▶ **Text to read**:
******

And I would have stayed after that except Nan snatched me back.
The words, “She come back to me” and “own free will,” are some very powerful words (236). The reason why these words are so powerful, are because when someone leaves, you think that they are not going to come back. If you think about the free will of slaves during this time, it is very hard to imagine.
In chapter 21, it begins with Sethe’s monologue about Beloved and how Beloved is “my daughter, she mine.. She come back to me of her own free will…” (236). There are a lot of complications when Beloved returns, and Sethe confronts them in her monologue. The idea that she thinks, “how if i hadn't killed her she would have died and that's something I could not bear to happen to her.” (236). How do we know this would actually happen? For all we know she has stayed alive, why does she feel that her own children would not survive? Does she believe she is stronger than what her own children will be when they are older? Looking at this through a feminist lens I can't help but think why would she think she is stronger than her own children? Why does she feel as if she has the ability to stay alive, but her children will not? And if so, is this why she primarily didn’t kill her boys? Did she think that just hurting them was enough, but did not actually try to kill them like she did with Beloved and was so close to doing to Denver? Does she think the boys had a better chance of surviving, or did she not think at all about how she was going to hurt her own children?

******

▶ **Extracted entries**:
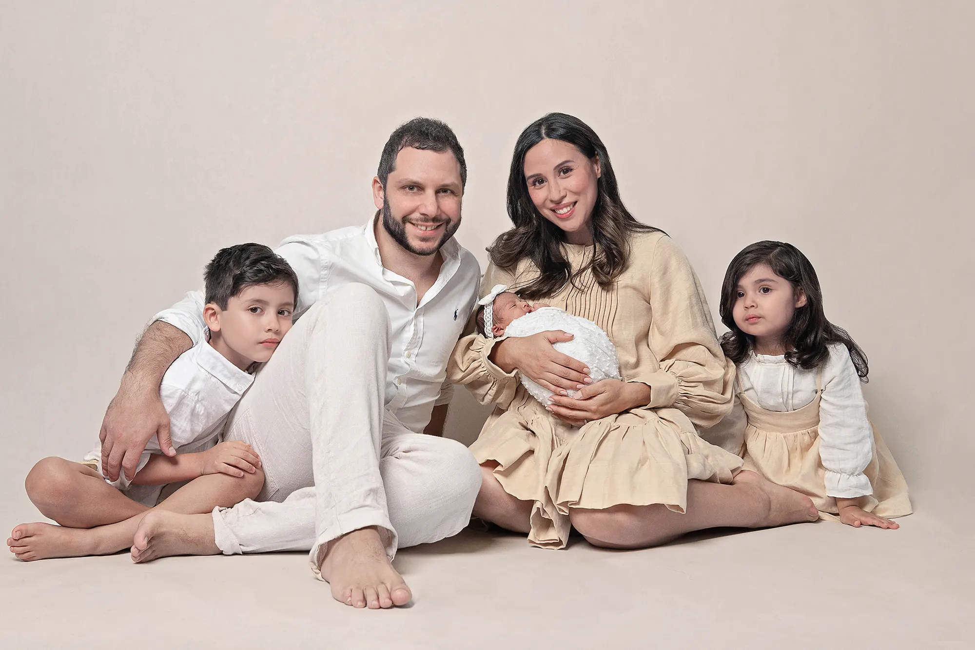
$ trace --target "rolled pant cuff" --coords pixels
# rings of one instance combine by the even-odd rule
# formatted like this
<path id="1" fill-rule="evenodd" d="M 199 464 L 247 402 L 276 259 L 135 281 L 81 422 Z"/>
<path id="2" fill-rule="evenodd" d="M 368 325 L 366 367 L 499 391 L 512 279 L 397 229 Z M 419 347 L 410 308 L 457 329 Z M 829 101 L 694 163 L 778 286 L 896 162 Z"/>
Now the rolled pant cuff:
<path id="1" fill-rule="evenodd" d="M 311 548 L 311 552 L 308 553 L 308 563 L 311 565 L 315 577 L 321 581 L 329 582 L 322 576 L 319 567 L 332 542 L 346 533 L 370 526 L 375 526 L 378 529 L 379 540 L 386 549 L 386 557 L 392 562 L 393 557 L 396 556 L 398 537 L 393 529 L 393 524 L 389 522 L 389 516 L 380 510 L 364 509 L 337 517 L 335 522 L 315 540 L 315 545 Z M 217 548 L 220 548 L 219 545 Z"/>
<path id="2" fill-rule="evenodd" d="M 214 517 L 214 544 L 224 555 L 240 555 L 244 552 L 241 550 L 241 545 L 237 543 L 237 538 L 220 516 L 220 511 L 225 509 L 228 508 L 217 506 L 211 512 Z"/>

******

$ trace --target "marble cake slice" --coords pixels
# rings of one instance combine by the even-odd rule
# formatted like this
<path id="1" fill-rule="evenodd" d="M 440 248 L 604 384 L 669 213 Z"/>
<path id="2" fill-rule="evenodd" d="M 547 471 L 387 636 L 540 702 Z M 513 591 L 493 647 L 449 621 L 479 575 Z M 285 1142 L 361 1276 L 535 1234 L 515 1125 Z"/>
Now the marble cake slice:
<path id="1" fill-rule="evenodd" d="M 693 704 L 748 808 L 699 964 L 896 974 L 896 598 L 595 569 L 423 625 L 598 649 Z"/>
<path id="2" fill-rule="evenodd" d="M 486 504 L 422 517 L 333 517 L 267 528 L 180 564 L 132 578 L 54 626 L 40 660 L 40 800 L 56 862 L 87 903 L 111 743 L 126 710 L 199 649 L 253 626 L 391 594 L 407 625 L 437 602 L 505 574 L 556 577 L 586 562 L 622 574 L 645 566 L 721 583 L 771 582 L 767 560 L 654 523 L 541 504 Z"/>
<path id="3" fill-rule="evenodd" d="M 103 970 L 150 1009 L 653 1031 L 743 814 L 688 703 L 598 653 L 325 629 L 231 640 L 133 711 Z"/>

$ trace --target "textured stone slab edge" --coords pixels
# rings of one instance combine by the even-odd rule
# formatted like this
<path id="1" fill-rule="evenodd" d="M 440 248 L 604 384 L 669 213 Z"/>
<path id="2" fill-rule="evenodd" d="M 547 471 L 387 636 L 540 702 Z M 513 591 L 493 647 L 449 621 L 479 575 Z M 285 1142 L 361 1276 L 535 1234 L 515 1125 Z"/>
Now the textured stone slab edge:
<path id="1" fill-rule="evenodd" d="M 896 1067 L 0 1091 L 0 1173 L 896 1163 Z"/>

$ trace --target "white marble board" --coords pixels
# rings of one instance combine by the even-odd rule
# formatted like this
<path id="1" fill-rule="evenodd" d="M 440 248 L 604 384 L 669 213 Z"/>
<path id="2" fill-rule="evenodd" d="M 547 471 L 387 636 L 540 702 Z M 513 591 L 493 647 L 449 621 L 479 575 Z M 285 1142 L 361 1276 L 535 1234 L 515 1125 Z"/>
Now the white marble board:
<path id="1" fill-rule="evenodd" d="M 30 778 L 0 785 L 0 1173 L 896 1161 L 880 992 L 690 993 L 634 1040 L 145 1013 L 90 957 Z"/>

******

Reproduce the part of the essay on Sethe's monologue that falls between "And I would" and "hard to imagine.", inclusive.

And I would have stayed after that except Nan snatched me back.
The words, “She come back to me” and “own free will,” are some very powerful words (236). The reason why these words are so powerful, are because when someone leaves, you think that they are not going to come back. If you think about the free will of slaves during this time, it is very hard to imagine.